TAREFAS A REALIZAR –
a. De acordo com o texto sobre a Vila Ipiranga, qual é o motivo da predileção dos estudantes universitários pelo bairro? Explique em uma a três frases.
b. Transcreva do texto sobre a Vila Ipiranga o trecho que começa com "Tem lugares que" e segue até "violão ao vivo.".

TEXTO FORNECIDO –

..........

(Publicado na seção Boas Histórias, do site da Sercomtel)
Tem lugares que mudam, mudam e continuam o mesmo, invariavelmente com a mesma vocação. É o caso da Vila Ipiranga, na área central de Londrina. Delimitado – sem nenhum rigor científico – pela avenida Bandeirantes, a rua Mato Grosso e um pedaço da JK, o bairro é o mais boêmio da cidade. São, na verdade, alguns poucos quarteirões que abrigam – sempre abrigaram – muitos bares, por onde passaram figuras lendárias, como o desenhista Dom Pablo, que hoje dá nome ao renovado Gelobel do Parque Guanabara.
Se Londrina, por motivos históricos e de afeição, tem muito mais a ver com São Paulo do que com a própria capital do Paraná, é plausível comparar a Vila Ipiranga com a Vila Madalena, bairro nobre paulistano famoso por seus botequins e pelas repúblicas recheadas de estudantes com sede demais e dinheiro de menos, ávidos por um lanche barato e um violão ao vivo.
Os estudantes universitários sempre tiveram uma predileção pela Vila Ipiranga. Por causa, evidentemente, dos bares, que mudam de lugar, trocam de dono, mas não perdem a clientela. O Bar do Jota, na rua João Cândido quase JK, é até hoje ponto de uma fauna pra lá de diversificada. Sob o som da velha MPB e ao redor das mesmas mesas de sinuca se reúnem tribos de toda espécie, de todas as idades, de todas as tendências lítero-músico-sexuais.
Hoje nas mãos de um italiano, faz semanas que corre o boato de que o Jota está prestes a trocar de dono, o que já aconteceu com diversos outros bares do pedaço. O do Cebolinha, na esquina da João Cândido com Jorge Velho, atualmente recebe um público – com mil raposas incendiárias! – absolutamente distinto dos que, antes, ouviam Dom Pablo, entre uma pinga e outra, declamar Augusto dos Anjos.

..........

Registros de dados salvos –
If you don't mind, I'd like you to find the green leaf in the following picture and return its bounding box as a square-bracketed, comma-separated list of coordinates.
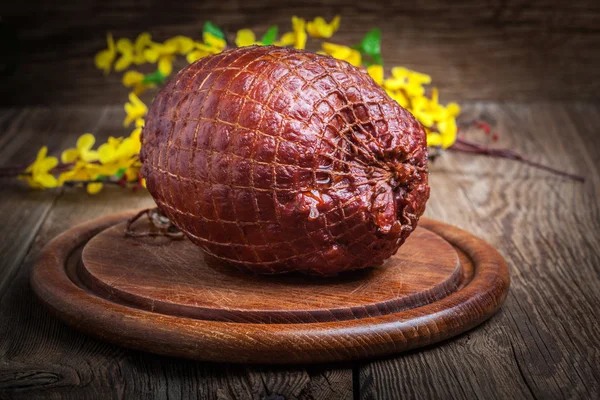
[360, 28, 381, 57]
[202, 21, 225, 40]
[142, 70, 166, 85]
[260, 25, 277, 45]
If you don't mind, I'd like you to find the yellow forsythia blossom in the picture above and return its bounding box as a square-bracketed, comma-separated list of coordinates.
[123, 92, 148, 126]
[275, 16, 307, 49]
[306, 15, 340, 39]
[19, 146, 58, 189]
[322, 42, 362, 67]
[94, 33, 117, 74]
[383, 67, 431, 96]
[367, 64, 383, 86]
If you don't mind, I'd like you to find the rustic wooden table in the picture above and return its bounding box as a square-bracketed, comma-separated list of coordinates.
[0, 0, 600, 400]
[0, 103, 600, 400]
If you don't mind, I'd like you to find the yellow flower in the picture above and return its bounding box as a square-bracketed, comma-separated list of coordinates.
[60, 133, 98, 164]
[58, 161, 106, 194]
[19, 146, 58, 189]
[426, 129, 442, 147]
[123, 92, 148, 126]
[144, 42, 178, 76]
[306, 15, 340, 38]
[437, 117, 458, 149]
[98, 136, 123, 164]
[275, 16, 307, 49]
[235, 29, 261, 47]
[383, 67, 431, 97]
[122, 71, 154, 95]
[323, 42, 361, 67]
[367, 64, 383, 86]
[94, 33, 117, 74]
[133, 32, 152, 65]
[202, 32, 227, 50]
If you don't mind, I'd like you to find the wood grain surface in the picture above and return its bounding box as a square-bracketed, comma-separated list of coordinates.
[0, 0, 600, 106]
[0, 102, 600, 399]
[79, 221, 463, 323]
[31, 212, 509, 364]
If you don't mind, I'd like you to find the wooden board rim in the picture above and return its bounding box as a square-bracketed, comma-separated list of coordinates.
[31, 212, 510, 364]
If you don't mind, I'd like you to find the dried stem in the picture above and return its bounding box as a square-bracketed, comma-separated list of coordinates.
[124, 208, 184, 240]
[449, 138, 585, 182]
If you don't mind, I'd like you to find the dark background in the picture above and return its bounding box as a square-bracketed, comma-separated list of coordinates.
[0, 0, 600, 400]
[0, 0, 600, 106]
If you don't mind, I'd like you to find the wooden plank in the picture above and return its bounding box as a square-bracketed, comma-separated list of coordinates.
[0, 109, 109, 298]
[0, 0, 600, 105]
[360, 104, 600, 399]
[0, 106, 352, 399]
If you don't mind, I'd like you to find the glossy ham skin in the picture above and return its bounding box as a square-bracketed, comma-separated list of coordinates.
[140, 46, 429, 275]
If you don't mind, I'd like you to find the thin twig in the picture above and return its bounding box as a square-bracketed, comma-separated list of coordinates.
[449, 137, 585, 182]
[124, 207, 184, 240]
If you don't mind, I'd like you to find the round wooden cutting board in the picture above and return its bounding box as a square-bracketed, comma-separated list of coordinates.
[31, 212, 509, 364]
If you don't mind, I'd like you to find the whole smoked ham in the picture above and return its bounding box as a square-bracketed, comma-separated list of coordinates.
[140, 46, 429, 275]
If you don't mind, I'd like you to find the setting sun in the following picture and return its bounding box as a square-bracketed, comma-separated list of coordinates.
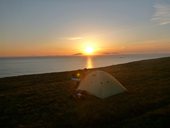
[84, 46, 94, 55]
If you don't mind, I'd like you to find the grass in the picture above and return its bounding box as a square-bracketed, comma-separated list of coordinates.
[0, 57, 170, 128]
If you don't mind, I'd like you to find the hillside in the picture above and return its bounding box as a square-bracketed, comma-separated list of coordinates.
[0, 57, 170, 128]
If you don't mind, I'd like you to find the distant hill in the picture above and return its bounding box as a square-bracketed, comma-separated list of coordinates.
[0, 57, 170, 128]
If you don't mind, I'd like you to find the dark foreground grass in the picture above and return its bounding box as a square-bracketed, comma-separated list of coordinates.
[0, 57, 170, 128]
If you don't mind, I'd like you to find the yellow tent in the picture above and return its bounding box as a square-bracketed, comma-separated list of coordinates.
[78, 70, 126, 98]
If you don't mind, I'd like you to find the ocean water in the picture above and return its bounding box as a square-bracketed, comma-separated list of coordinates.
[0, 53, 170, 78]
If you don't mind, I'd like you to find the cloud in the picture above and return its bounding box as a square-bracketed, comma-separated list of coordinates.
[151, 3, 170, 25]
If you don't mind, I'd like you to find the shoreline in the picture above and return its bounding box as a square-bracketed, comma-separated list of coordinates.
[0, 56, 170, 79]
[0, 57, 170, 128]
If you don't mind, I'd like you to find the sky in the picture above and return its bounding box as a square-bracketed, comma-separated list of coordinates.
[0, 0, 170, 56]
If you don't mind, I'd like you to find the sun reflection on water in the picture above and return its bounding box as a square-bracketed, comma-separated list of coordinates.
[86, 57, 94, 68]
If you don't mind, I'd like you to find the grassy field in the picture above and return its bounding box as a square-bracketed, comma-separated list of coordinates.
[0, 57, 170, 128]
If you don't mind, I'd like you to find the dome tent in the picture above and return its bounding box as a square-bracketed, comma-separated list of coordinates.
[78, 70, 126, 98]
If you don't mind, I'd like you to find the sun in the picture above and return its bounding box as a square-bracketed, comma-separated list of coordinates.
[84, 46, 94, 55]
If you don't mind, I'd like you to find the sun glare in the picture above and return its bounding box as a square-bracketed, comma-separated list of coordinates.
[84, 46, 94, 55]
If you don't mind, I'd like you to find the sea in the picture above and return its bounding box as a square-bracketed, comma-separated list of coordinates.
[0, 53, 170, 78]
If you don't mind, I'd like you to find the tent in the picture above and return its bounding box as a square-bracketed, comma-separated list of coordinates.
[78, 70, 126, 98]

..........

SOLUÇÕES DOS PROBLEMAS –
a. Os estudantes universitários sempre preferiram a Vila Ipiranga por causa dos bares do bairro. Esses bares mudam de lugar e trocam de dono, mas não perdem a clientela.

b.
Tem lugares que mudam, mudam e continuam o mesmo, invariavelmente com a mesma vocação. É o caso da Vila Ipiranga, na área central de Londrina. Delimitado – sem nenhum rigor científico – pela avenida Bandeirantes, a rua Mato Grosso e um pedaço da JK, o bairro é o mais boêmio da cidade. São, na verdade, alguns poucos quarteirões que abrigam – sempre abrigaram – muitos bares, por onde passaram figuras lendárias, como o desenhista Dom Pablo, que hoje dá nome ao renovado Gelobel do Parque Guanabara.
Se Londrina, por motivos históricos e de afeição, tem muito mais a ver com São Paulo do que com a própria capital do Paraná, é plausível comparar a Vila Ipiranga com a Vila Madalena, bairro nobre paulistano famoso por seus botequins e pelas repúblicas recheadas de estudantes com sede demais e dinheiro de menos, ávidos por um lanche barato e um violão ao vivo.